+++ Material fornecido +++

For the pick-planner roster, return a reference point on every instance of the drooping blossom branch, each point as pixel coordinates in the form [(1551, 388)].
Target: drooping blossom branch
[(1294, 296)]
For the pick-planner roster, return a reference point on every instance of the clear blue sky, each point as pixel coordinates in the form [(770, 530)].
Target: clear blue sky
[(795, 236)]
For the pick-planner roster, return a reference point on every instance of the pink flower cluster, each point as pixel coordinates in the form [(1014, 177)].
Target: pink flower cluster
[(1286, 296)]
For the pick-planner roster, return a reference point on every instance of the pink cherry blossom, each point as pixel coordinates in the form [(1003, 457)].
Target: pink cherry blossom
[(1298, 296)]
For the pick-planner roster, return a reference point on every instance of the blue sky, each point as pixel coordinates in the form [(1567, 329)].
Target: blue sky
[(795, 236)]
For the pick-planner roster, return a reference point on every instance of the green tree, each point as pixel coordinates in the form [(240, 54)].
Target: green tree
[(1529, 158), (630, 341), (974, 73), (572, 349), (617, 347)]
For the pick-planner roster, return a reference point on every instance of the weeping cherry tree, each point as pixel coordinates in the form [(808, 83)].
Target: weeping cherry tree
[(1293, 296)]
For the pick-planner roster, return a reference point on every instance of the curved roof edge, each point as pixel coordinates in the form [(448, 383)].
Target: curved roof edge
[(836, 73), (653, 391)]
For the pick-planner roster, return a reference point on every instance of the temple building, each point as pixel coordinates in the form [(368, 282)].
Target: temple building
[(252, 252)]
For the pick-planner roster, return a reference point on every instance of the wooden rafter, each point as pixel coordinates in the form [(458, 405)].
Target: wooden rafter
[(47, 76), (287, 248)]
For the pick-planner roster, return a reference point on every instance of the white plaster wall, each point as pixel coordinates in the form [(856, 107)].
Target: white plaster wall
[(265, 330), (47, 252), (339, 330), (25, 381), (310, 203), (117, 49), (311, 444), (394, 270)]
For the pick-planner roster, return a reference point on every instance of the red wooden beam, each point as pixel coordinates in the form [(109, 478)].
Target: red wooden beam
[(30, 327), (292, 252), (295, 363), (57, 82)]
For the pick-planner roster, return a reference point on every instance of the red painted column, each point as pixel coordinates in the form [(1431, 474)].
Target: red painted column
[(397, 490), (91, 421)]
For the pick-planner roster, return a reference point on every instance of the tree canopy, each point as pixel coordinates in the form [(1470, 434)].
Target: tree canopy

+++

● **Exercício escrito**:
Imprima todos os itens acima, linha por linha, sem alterar nada.

● **Resposta à tarefa**:
For the pick-planner roster, return a reference point on every instance of the drooping blossom branch, each point as pixel coordinates in the form [(1551, 388)].
Target: drooping blossom branch
[(1294, 296)]
For the pick-planner roster, return a reference point on every instance of the clear blue sky, each point as pixel coordinates in the form [(770, 530)].
Target: clear blue sky
[(795, 236)]
For the pick-planner roster, return a reference point on every instance of the pink flower cluster, each point as pixel coordinates in the form [(1014, 177)].
Target: pink flower cluster
[(1286, 296)]
For the pick-planner roster, return a reference point on every instance of the pink cherry blossom, each point as pixel coordinates in the form [(1003, 457)].
Target: pink cherry blossom
[(1298, 296)]
For the pick-planner roster, return a reference point on every instance of the blue sky, each point as pixel coordinates in the form [(1567, 329)].
Target: blue sky
[(795, 236)]
For the pick-planner roster, return a reference point on every instance of the green tree, each point as pixel coordinates in the form [(240, 54)].
Target: green tree
[(1529, 158), (630, 341), (974, 73), (572, 349), (617, 347)]
For the pick-planner roster, return a reference point on every instance of the weeping cherry tree, each point as pixel coordinates in the form [(808, 83)].
Target: weeping cherry tree
[(1293, 296)]
For the pick-planner roster, return a reference point on every instance of the curved roof edge, each point as pixel coordinates in the form [(448, 383)].
Target: curved roof edge
[(836, 73), (653, 391)]
For the pick-planner roster, return a reference point on every instance of the temple building, each point as pixel coordinates in the form [(368, 282)].
Target: temple building
[(252, 252)]
For the pick-planner roster, return a reference point on every instance of the wooden rafter, each point as pixel coordinates in the form [(458, 405)].
Target: wooden rafter
[(47, 76), (287, 248)]
For the pick-planner roster, return a reference point on every instance of the white plaster wall, each point as pixel coordinates in the form [(856, 107)].
Target: white plaster wall
[(265, 330), (47, 252), (339, 330), (25, 381), (310, 203), (117, 49), (311, 444), (394, 270)]
For the pick-planner roster, return a reference point on every instance of the red wooden beam, each point as pixel coordinates in the form [(109, 478)].
Target: red wooden beam
[(30, 327), (292, 252), (295, 363), (57, 82)]
For the pick-planner roster, return a reference point on every instance of the red painted column, each point as pixel coordinates in the form [(1431, 474)].
Target: red painted column
[(397, 490), (91, 421)]
For the pick-planner roster, return a reference point on every instance of the tree canopy, each point as pixel coordinates in the form [(1470, 434)].
Target: tree canopy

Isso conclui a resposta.